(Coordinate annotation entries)
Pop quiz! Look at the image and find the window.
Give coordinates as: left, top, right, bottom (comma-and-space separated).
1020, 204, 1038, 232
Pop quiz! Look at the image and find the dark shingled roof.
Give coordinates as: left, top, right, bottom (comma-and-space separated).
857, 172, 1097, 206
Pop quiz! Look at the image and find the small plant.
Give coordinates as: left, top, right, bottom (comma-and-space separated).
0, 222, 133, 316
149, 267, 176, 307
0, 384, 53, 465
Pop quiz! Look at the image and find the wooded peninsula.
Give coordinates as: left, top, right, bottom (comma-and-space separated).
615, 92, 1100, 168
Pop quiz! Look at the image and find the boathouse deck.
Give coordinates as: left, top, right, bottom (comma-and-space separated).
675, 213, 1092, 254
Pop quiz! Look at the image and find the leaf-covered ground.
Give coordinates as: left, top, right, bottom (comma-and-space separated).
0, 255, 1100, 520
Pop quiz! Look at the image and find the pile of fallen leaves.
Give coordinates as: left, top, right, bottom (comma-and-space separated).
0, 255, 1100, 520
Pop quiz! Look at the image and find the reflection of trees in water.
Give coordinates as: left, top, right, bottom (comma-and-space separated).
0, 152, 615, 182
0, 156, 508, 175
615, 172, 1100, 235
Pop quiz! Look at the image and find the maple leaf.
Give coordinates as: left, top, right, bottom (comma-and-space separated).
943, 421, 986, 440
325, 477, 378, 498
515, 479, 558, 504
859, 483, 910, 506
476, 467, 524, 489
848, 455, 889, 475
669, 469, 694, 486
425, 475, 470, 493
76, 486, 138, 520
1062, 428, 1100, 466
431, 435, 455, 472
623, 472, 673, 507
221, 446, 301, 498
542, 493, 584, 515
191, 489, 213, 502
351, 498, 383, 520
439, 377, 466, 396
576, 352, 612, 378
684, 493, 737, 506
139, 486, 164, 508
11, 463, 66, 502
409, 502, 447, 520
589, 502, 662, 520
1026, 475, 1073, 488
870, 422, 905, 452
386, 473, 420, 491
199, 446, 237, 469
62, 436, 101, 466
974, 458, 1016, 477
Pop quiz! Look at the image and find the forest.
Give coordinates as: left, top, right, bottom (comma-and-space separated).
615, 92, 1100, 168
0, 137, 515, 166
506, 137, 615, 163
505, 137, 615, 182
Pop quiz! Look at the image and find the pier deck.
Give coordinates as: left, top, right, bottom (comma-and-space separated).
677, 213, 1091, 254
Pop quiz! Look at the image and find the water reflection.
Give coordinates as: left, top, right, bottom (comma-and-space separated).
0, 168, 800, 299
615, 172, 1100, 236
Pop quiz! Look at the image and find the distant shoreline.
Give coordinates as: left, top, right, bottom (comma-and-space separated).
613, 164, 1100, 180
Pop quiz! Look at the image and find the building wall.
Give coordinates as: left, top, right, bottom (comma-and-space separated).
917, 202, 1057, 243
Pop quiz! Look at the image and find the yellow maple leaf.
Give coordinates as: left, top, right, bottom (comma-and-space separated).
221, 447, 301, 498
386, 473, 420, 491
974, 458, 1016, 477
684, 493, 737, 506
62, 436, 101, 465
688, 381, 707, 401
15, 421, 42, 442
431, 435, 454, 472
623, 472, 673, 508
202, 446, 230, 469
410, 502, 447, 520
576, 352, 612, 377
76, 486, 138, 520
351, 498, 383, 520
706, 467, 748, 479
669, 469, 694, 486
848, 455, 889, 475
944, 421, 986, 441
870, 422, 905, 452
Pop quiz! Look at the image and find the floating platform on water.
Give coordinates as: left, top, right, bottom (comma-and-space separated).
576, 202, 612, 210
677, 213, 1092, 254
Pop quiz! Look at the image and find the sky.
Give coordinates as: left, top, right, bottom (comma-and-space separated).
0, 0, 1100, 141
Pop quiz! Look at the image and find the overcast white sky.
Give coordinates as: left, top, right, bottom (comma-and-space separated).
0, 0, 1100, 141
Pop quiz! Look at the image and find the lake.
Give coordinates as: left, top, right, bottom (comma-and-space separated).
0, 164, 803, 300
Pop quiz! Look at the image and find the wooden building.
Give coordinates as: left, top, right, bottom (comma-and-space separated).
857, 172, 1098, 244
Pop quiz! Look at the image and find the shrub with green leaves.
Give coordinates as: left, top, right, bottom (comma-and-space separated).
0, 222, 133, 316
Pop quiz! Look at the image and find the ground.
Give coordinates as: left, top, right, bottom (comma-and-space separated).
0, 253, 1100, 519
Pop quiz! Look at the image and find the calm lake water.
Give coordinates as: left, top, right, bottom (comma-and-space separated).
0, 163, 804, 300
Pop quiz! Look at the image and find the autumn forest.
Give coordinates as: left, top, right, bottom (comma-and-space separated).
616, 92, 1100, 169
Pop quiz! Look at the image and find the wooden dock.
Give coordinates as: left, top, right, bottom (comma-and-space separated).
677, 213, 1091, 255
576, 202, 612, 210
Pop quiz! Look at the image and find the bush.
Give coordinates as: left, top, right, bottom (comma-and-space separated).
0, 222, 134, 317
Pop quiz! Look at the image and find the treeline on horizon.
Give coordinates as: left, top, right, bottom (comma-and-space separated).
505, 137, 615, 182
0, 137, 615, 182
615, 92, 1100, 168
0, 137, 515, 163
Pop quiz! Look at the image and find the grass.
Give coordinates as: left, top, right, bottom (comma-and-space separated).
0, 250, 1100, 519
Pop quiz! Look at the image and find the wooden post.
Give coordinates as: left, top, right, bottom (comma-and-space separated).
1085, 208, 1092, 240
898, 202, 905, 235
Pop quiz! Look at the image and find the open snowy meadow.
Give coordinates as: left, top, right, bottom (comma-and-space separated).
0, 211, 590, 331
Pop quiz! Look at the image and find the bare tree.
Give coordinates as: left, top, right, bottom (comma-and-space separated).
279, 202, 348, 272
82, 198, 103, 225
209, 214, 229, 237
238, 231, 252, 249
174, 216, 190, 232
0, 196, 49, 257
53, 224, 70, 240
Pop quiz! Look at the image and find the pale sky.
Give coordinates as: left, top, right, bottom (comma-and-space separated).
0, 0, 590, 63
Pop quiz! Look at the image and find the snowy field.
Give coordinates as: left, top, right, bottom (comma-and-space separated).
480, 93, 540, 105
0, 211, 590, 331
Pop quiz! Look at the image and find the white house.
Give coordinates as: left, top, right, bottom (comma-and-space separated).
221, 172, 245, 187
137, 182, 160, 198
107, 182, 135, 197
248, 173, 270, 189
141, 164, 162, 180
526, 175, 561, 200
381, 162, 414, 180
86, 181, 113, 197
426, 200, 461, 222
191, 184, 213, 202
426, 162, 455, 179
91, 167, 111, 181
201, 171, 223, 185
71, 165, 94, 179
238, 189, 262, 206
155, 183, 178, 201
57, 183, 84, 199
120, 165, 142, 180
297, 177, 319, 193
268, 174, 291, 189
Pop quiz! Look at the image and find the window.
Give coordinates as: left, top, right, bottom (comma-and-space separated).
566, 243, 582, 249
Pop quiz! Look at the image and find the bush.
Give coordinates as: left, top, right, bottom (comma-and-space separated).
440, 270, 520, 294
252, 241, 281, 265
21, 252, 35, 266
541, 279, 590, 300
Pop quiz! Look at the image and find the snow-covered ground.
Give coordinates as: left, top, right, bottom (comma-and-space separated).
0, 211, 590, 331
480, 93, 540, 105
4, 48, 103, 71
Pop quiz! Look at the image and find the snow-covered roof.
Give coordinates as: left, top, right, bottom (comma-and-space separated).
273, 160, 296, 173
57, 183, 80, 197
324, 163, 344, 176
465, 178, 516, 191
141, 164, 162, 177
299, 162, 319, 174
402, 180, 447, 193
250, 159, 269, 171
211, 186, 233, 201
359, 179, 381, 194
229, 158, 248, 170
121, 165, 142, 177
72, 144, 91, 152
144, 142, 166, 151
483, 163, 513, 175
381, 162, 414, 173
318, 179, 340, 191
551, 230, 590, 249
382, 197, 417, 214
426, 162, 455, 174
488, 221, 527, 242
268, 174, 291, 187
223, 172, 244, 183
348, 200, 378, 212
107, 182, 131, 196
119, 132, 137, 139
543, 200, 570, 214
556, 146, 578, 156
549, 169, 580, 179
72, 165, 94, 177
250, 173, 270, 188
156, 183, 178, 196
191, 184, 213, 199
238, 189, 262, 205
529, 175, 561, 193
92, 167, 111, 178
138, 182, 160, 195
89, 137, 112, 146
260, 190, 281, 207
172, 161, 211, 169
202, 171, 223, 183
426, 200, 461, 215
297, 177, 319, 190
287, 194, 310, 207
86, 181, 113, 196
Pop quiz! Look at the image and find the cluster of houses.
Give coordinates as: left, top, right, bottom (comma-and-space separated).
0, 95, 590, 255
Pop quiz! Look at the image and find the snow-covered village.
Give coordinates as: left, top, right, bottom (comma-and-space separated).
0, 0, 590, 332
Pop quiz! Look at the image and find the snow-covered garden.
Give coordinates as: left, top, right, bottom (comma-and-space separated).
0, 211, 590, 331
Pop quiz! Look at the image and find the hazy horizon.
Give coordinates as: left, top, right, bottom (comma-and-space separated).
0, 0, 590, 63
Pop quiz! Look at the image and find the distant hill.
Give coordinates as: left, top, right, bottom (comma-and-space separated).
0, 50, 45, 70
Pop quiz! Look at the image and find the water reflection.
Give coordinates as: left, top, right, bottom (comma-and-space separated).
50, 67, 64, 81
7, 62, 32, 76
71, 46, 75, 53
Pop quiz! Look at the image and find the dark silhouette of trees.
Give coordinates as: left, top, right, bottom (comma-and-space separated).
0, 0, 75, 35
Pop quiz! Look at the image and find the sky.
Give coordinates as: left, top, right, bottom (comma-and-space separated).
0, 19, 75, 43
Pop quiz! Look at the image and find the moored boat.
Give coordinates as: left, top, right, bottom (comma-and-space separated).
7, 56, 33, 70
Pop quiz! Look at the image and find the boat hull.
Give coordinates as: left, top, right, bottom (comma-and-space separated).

### GIVEN REQUEST:
Reproduce word for word the lines between the one containing "Pop quiz! Look at the image and find the calm" and the one containing "0, 222, 134, 317", inclusive.

### COMPLETE OUTPUT:
Pop quiz! Look at the image and find the calm lake water.
Give coordinates as: left, top, right, bottom (comma-and-space separated).
0, 163, 804, 300
Pop quiz! Look at the image and find the autumn forest.
Give coordinates as: left, top, right, bottom (comma-and-space separated).
616, 92, 1100, 169
Pop quiz! Look at the image and find the wooden dock.
Give coordinates as: left, top, right, bottom (comma-and-space separated).
677, 213, 1091, 255
576, 202, 612, 210
Pop quiz! Look at the image and find the bush.
Give coordinates as: left, top, right, bottom (comma-and-space separated).
0, 222, 134, 317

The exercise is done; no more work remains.